Exercise directions: Check each line of the data for "pipe" and select those that have it.

(Extracted data entries)
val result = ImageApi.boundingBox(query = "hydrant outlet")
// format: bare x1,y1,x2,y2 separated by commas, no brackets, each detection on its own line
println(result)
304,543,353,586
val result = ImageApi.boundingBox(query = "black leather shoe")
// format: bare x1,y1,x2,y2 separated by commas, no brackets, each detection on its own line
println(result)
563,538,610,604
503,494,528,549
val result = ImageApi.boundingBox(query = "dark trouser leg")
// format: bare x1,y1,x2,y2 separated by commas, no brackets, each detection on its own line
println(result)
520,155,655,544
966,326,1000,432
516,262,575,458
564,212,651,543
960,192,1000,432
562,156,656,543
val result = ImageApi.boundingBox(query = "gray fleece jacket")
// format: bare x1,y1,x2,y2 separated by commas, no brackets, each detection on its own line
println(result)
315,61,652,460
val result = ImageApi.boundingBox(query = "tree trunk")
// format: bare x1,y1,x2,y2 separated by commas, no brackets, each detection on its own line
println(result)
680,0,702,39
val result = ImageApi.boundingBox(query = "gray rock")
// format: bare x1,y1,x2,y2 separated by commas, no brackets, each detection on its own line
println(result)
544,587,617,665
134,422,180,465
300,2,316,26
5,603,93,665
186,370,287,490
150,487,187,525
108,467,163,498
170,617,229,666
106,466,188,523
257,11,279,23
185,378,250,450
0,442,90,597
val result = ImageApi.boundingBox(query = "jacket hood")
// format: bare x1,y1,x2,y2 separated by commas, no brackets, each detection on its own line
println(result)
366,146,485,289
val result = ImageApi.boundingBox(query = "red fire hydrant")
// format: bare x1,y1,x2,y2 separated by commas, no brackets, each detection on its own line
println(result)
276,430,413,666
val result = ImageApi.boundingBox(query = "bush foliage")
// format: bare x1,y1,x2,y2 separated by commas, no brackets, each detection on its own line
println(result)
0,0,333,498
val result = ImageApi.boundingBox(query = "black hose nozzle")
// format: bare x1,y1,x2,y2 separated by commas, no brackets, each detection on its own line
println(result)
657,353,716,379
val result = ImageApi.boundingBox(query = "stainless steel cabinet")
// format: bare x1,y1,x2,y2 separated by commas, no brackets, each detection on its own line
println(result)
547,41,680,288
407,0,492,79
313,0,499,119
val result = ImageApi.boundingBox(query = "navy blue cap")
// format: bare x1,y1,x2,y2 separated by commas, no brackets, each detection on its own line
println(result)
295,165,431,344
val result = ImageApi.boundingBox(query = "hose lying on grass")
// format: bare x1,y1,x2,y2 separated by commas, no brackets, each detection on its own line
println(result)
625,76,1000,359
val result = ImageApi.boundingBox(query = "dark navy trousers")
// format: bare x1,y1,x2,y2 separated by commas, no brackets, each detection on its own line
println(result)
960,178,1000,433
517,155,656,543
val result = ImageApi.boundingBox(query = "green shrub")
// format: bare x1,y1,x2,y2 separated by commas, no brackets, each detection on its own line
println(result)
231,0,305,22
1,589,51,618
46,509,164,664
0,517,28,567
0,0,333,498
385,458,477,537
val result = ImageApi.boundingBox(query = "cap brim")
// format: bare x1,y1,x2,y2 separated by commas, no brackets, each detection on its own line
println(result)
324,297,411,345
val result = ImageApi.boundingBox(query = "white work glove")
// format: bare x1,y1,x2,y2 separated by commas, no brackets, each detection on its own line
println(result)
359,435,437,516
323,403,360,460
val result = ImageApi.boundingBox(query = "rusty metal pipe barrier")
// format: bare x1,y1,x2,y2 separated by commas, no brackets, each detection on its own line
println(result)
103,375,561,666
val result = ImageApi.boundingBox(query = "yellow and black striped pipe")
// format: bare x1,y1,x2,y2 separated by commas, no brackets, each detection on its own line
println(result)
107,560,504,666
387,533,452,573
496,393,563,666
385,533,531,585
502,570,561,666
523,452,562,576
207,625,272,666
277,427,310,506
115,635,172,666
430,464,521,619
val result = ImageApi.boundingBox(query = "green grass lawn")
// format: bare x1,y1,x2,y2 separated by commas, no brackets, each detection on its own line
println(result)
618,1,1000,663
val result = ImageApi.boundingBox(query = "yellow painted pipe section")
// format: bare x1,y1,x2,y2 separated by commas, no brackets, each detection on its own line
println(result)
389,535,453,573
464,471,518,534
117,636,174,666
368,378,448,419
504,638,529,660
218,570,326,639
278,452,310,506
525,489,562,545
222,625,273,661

Reply:
val result = ImageApi.boundingBox(query = "rusty metal pipe barrier")
val result = ImageApi.boundingBox(query = "yellow and black striped pipe")
val result = ImageApi.boundingBox(query = "yellow painted pipe section")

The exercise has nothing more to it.